**Questions to answer:**
(a) From the group rides thread, extract the part that opens with the words containing "## bandoulu (Nov" and closes with "(Apr 10, 2002)".
(b) Check each statement against the group rides thread and answer yes or no, quoting the deciding words: (i) bandoulu recommends a Sunday morning ride that starts from the LA zoo car park in Griffith Park at 8:30. (ii) jksu says riders can be found on Angeles Crest only on weekday evenings. (iii) HXTi says he has not seen any information about the Simi Valley group ride.
(c) Please proceed with the group rides thread from the point where it stops.

**Document segment:**
=== Section Start ===

# Montrose Grp riders.......



## HXTi (May 13, 2005)

What are your favorite grp rides around the glendale/pasadena area? I know about the rosebowl which is done now for the winter I think and the wednesday night ride from velo pasadena but was wondering if there were any other fun grp rides either in the evening during the week or especially any sunday morning rides. I enjoy the montrose ride and I was just curious what all the hard core riders do on sunday for a ride.......individual stuff, training with club/team, or just resting. I remember hearing about some ride that leaves from griffith park and also victory park but am not certain about the details.

Also anyone care to give a synopsis about the difficulty of the simi valley grp ride compared to the montrose long loop? I've seen the info at socalcycling.com but was interested in a first hand account. 

Anyways its always more fun riding with a grp then alone. Any info would be appreciated.


----------



## jksu (Mar 8, 2004)

*angeles crest....*

ride up angeles crest any sat/sun morning and you'll find riders... nice ride.

john



HXTi said:


> What are your favorite grp rides around the glendale/pasadena area? I know about the rosebowl which is done now for the winter I think and the wednesday night ride from velo pasadena but was wondering if there were any other fun grp rides either in the evening during the week or especially any sunday morning rides. I enjoy the montrose ride and I was just curious what all the hard core riders do on sunday for a ride.......individual stuff, training with club/team, or just resting. I remember hearing about some ride that leaves from griffith park and also victory park but am not certain about the details.
> 
> Also anyone care to give a synopsis about the difficulty of the simi valley grp ride compared to the montrose long loop? I've seen the info at socalcycling.com but was interested in a first hand account.
> 
> Anyways its always more fun riding with a grp then alone. Any info would be appreciated.


----------



## bandoulu (Nov 1, 2004)

*Why not?*

Try the La tuna ride on sun am starts from the La zoo carpark in griffith park @ 8;30.
Great bunch of guys.


----------



## tatum07 (Apr 10, 2002)

*sunday rides*



HXTi said:


> What are your favorite grp rides around the glendale/pasadena area? I know about the rosebowl which is done now for the winter I think and the wednesday night ride from velo pasadena but was wondering if there were any other fun grp rides either in the evening during the week or especially any sunday morning rides. I enjoy the montrose ride and I was just curious what all the hard core riders do on sunday for a ride.......individual stuff, training with club/team, or just resting. I remember hearing about some ride that leaves from griffith park and also victory park but am not certain about the details.

=== Section End ===

**Input data:**
=== Section Start ===

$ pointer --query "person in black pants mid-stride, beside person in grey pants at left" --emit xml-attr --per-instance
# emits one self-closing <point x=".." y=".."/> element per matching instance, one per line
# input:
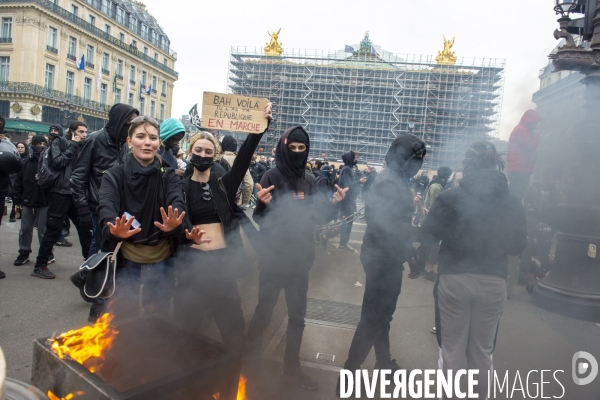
<point x="62" y="155"/>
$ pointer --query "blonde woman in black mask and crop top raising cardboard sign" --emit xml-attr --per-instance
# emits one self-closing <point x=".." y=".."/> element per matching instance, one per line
<point x="208" y="280"/>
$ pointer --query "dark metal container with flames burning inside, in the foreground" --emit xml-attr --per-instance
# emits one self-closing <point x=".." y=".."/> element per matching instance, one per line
<point x="145" y="358"/>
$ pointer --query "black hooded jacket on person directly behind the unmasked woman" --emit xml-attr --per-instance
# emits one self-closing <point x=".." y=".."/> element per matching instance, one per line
<point x="101" y="151"/>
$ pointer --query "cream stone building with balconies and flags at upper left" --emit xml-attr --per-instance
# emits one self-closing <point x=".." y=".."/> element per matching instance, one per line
<point x="62" y="60"/>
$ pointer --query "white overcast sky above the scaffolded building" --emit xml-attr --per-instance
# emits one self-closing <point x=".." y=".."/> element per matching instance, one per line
<point x="203" y="32"/>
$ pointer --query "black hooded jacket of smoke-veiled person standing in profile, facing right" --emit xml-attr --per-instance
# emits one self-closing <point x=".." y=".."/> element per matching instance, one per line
<point x="389" y="207"/>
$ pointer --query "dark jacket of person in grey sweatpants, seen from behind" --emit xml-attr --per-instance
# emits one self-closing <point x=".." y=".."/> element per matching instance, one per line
<point x="479" y="223"/>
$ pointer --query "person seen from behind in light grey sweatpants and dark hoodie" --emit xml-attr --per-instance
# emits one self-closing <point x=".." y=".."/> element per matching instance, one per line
<point x="479" y="224"/>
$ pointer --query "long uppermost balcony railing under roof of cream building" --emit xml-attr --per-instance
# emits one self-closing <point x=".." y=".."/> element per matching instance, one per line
<point x="67" y="15"/>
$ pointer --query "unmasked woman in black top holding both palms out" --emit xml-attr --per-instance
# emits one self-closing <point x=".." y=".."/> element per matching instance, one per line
<point x="150" y="191"/>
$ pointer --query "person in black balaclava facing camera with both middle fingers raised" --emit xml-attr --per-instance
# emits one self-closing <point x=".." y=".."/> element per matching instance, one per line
<point x="289" y="208"/>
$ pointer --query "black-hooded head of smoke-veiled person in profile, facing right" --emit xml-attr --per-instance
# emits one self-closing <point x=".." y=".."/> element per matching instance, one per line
<point x="402" y="155"/>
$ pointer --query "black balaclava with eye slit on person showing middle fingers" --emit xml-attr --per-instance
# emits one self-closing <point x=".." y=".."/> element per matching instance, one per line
<point x="292" y="163"/>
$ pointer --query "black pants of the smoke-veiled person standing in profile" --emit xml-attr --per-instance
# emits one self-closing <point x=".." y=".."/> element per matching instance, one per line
<point x="382" y="288"/>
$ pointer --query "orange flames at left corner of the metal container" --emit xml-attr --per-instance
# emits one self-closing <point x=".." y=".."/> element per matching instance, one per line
<point x="86" y="343"/>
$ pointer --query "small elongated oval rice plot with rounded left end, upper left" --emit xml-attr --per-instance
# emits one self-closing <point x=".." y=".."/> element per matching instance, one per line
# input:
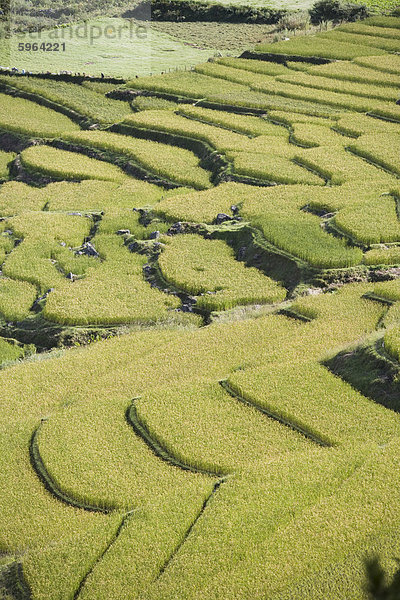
<point x="62" y="164"/>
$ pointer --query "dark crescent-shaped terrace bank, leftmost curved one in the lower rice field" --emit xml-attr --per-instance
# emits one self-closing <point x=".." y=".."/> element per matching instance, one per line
<point x="49" y="483"/>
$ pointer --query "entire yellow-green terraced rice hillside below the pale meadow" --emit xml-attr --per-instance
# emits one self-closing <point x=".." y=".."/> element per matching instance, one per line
<point x="200" y="327"/>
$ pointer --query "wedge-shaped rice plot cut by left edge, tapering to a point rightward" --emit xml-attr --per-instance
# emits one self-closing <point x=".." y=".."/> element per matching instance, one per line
<point x="27" y="118"/>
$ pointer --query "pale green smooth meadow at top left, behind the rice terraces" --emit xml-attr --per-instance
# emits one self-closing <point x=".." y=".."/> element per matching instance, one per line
<point x="118" y="49"/>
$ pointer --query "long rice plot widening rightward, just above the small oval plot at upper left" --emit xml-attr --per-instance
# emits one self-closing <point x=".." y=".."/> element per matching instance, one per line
<point x="171" y="162"/>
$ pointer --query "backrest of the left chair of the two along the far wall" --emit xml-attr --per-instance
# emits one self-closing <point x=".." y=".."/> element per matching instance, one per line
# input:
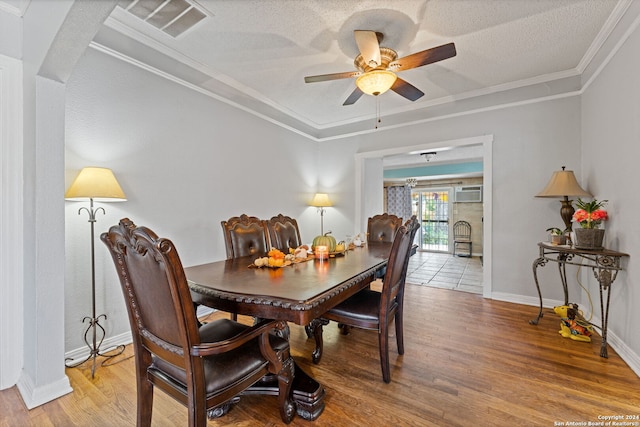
<point x="244" y="235"/>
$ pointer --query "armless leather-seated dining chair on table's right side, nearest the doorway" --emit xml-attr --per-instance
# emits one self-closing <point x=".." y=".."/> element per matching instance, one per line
<point x="373" y="310"/>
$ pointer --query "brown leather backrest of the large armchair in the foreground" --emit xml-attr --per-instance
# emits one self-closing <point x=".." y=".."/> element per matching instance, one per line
<point x="159" y="304"/>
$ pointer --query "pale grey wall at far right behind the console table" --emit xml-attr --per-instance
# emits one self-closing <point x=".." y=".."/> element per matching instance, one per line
<point x="610" y="152"/>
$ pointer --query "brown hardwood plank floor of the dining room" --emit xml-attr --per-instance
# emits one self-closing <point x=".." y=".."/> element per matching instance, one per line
<point x="468" y="362"/>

=== Section End ===

**Answers for the tasks:**
(a)
## bandoulu (Nov 1, 2004)

*Why not?*

Try the La tuna ride on sun am starts from the La zoo carpark in griffith park @ 8;30.
Great bunch of guys.


----------



## tatum07 (Apr 10, 2002)

(b)
(i) Yes: "Try the La tuna ride on sun am starts from the La zoo carpark in griffith park @ 8;30."
(ii) No: "ride up angeles crest any sat/sun morning and you'll find riders"
(iii) No: "I've seen the info at socalcycling.com but was interested in a first hand account."

(c)
> 
> Also anyone care to give a synopsis about the difficulty of the simi valley grp ride compared to the montrose long loop? I've seen the info at socalcycling.com but was interested in a first hand account.
> 
> Anyways its always more fun riding with a grp then alone. Any info would be appreciated.


angeles crest, there is typically group or groups heading up. Rides are typically starting around 8:00 at Hwy2 and Foothill. Big T is another alternate. Take foothill all the way out through la cresenta, right on mt. gleason, around to big tahunga road. short ride (33 miles) with 8 - 9 miles of climbing, fewer cars compared to angeles crest, more scenery.

Simi and Montrose are not comparable. Montrose suffers from a lack of organization and people willing to work. Most( 80 - 90%) of the people sit in, an the traffic lights ruin any chance to get a sustained effort going for more than a couple of miles. Simi, on the other hand, has more climbing, a better caliber of rider ( a lot of pros show up), and fewer lights. Its an ass kicker!


----------



## HXTi (May 13, 2005)

Thanks for the info. I've heard the simi ride is a real kicker. I agree that the montrose ride is bad due to the lights. It actually is a bit more dangerous since almost anybody can sit in and regroup at the lights. The long loop feels safer....after the split. 

Have you tried the lagrange nichol's sunday ride? All the climbing would probably kill me anyways but I'm curious....maybe when I'm in better shape I'll try one. I'm a bigger dude/sprinter type but want to get better at climbing and nothing gets you faster than riding with fast guys. 

http://www.lagrange.org/rides_sun.htm


----------



## rocco (Apr 30, 2005)

tatum07 said:


> angeles crest, there is typically group or groups heading up. Rides are typically starting around 8:00 at Hwy2 and Foothill. Big T is another alternate. Take foothill all the way out through la cresenta, right on mt. gleason, around to big tahunga road. short ride (33 miles) with 8 - 9 miles of climbing, fewer cars compared to angeles crest, more scenery.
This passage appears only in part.